§ WHAT YOU ARE ASKED TO DO
Present an exact copy of each line below.

-- EXERCISE MATERIALS follows --

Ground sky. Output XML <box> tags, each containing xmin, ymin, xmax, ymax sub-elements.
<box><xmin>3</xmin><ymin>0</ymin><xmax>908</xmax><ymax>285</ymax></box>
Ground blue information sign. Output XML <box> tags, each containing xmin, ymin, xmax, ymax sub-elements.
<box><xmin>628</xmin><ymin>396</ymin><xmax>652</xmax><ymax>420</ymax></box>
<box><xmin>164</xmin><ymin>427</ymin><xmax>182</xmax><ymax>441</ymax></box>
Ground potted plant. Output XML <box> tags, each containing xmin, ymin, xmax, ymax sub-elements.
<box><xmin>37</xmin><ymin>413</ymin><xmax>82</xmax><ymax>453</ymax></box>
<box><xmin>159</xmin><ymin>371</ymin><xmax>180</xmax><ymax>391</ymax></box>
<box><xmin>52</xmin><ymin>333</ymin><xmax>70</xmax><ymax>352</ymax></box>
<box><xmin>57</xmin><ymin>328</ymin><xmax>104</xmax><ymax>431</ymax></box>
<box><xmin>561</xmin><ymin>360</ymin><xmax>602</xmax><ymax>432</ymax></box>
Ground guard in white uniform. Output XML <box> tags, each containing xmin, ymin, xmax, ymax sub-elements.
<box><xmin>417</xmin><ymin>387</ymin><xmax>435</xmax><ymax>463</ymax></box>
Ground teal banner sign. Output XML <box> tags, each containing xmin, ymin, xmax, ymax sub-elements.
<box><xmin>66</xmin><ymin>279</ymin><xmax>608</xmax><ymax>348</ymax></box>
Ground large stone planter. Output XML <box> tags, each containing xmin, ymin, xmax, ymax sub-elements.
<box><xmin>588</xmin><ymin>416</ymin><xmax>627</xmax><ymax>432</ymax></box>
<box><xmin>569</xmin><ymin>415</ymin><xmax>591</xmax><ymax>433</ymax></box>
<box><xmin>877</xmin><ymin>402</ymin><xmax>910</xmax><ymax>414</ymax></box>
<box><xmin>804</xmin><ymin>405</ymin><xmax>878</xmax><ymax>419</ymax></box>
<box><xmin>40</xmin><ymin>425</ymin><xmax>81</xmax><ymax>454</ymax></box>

-- EXERCISE MATERIALS concluded --

§ ANSWER
Ground sky. Output XML <box> tags, each containing xmin, ymin, xmax, ymax sub-elements.
<box><xmin>3</xmin><ymin>0</ymin><xmax>908</xmax><ymax>285</ymax></box>
Ground blue information sign. Output XML <box> tags, each containing xmin, ymin, xmax, ymax sub-elements.
<box><xmin>628</xmin><ymin>396</ymin><xmax>652</xmax><ymax>420</ymax></box>
<box><xmin>164</xmin><ymin>427</ymin><xmax>182</xmax><ymax>441</ymax></box>
Ground potted plant. Output XML <box> tags, each containing xmin, ymin, xmax, ymax sub-elements.
<box><xmin>37</xmin><ymin>413</ymin><xmax>82</xmax><ymax>453</ymax></box>
<box><xmin>159</xmin><ymin>371</ymin><xmax>180</xmax><ymax>391</ymax></box>
<box><xmin>52</xmin><ymin>333</ymin><xmax>70</xmax><ymax>352</ymax></box>
<box><xmin>57</xmin><ymin>328</ymin><xmax>104</xmax><ymax>431</ymax></box>
<box><xmin>561</xmin><ymin>360</ymin><xmax>602</xmax><ymax>432</ymax></box>
Ground guard in white uniform. Output XML <box> tags, each containing xmin, ymin, xmax, ymax sub-elements.
<box><xmin>417</xmin><ymin>387</ymin><xmax>435</xmax><ymax>463</ymax></box>
Ground teal banner sign. Output XML <box> tags, each containing xmin, ymin, xmax, ymax sub-elements.
<box><xmin>66</xmin><ymin>279</ymin><xmax>608</xmax><ymax>348</ymax></box>
Ground large stone planter. Output XML <box> tags, each containing xmin, ymin, xmax, ymax sub-elements.
<box><xmin>588</xmin><ymin>416</ymin><xmax>627</xmax><ymax>432</ymax></box>
<box><xmin>569</xmin><ymin>415</ymin><xmax>591</xmax><ymax>433</ymax></box>
<box><xmin>877</xmin><ymin>402</ymin><xmax>910</xmax><ymax>414</ymax></box>
<box><xmin>804</xmin><ymin>405</ymin><xmax>878</xmax><ymax>419</ymax></box>
<box><xmin>40</xmin><ymin>425</ymin><xmax>81</xmax><ymax>454</ymax></box>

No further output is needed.